§ **Passage to read**
— Start —

On Thu, Mar 29, 2018 at 4:06 PM, <josef.pktd@gmail.com> wrote:

...

I don't like the name scipy.data and would prefer something more explicit like scipy.datasets.

`datasets` is fine with me, and based on other responses so far, other folks have either implicitly or explicitly endorsed it, so lets go with it. Warren

...

My first reaction to the proposal was that we get now a subpackage for functions to work with data.

Like ndimage are functions for images signal are functions for signals spatial are functions for neighborhood

and data are functions for data (e.g. like pandas or similar)

Josef

On Thu, Mar 29, 2018 at 3:48 PM, Eric Larson <larson.eric.d@gmail.com> wrote:

...
Sounds like a good plan to me.

If others agree, I propose that we make existing (and new) data available in scipy.data for 1.1.0. Maybe a 2-release deprecation warning cycle before removing them from `scipy.misc` (possibly for removing everything if we can move the other remaining things, too)?

Eric

On Thu, Mar 29, 2018 at 3:43 PM, Warren Weckesser <warren.weckesser@gmail.com> wrote:

...
According to the SciPy roadmap (https://github.com/scipy/scipy/blob/master/doc/ROADMAP.rst.txt#misc), `scipy.misc` will eventually be removed. Currently, the combinatorial functions and the image-related operations are all deprecated. The only non-deprecated functions in `misc` are `central_diff_weights()`, `derivative()` and the two functions that return image data: `ascent()`

and

...

— End —

§ **Entries supplied**
— Start —

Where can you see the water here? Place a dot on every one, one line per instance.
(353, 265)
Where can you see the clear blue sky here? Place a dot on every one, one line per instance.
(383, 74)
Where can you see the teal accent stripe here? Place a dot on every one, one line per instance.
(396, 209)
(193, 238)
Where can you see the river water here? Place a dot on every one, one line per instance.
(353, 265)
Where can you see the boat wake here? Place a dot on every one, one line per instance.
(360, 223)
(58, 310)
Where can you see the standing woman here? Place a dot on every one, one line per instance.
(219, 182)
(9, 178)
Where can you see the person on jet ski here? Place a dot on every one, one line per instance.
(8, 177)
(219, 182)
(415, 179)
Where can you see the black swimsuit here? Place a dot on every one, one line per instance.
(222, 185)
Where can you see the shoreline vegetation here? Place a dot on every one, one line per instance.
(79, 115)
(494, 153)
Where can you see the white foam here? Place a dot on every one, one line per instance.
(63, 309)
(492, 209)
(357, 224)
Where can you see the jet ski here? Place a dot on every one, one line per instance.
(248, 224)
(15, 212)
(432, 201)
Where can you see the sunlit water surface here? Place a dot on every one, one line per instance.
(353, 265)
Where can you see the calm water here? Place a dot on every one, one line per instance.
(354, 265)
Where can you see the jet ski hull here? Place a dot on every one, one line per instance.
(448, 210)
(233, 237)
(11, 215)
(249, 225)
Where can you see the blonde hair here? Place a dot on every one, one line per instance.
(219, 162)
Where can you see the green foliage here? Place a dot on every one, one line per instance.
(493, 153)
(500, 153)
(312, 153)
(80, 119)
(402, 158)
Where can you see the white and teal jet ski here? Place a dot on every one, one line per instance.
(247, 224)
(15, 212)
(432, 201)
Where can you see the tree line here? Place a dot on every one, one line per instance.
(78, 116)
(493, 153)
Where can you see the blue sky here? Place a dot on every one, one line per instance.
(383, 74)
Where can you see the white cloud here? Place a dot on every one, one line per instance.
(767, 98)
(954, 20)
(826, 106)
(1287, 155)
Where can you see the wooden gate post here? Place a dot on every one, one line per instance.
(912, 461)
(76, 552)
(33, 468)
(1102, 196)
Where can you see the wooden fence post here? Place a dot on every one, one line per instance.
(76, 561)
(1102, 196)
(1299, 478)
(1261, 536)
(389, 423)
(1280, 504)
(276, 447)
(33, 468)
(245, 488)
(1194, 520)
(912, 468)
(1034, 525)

— End —

§ **What is asked**
1 - In the SciPy mailing-list thread, what name does Josef prefer over scipy.data?
2 - Rewrite the paragraph of the SciPy mailing-list thread beginning "If others agree, I propose" as a short list of its main points.
3 - Carry the SciPy mailing-list thread forward from its last message.
The items play no part in the work here.

§ **Task-by-task results**
1 - He prefers scipy.datasets.

2 -
- Make existing and new data available in scipy.data for release 1.1.0.
- Possibly use a two-release deprecation warning cycle before removing the data from `scipy.misc`.
- Possibly remove everything from `scipy.misc` if the other remaining items can also be moved.

3 -
`face()`.

As a steps towards the deprecation of `misc`, I propose that we create a new package, `scipy.data`, for holding data sets. `ascent()` and `face()` would move there, and the new ECG data set proposed in a current pull request (https://github.com/scipy/scipy/pull/8627) would be put there.

An early version of the roadmap suggested moving the images to `scipy.ndimage`, but that is no longer in the text. I think a separate subpackage for data sets makes sense.

What do you think?

P.S. If there is already a similar proposal in the mailing list or on github, or any other older mailing list discussions related to this, let me know.

_______________________________________________ SciPy-Dev mailing list SciPy-Dev@python.org https://mail.python.org/mailman/listinfo/scipy-dev

_______________________________________________ SciPy-Dev mailing list SciPy-Dev@python.org https://mail.python.org/mailman/listinfo/scipy-dev

_______________________________________________ SciPy-Dev mailing list SciPy-Dev@python.org https://mail.python.org/mailman/listinfo/scipy-dev

Stefan van der Walt

6:45 p.m.

On Thu, 29 Mar 2018 15:43:50 -0400, Warren Weckesser wrote:

...

As a steps towards the deprecation of `misc`, I propose that we create a new package, `scipy.data`, for holding data sets. `ascent()` and `face()` would move there, and the new ECG data set proposed in a current pull request (https://github.com/scipy/scipy/pull/8627) would be put there.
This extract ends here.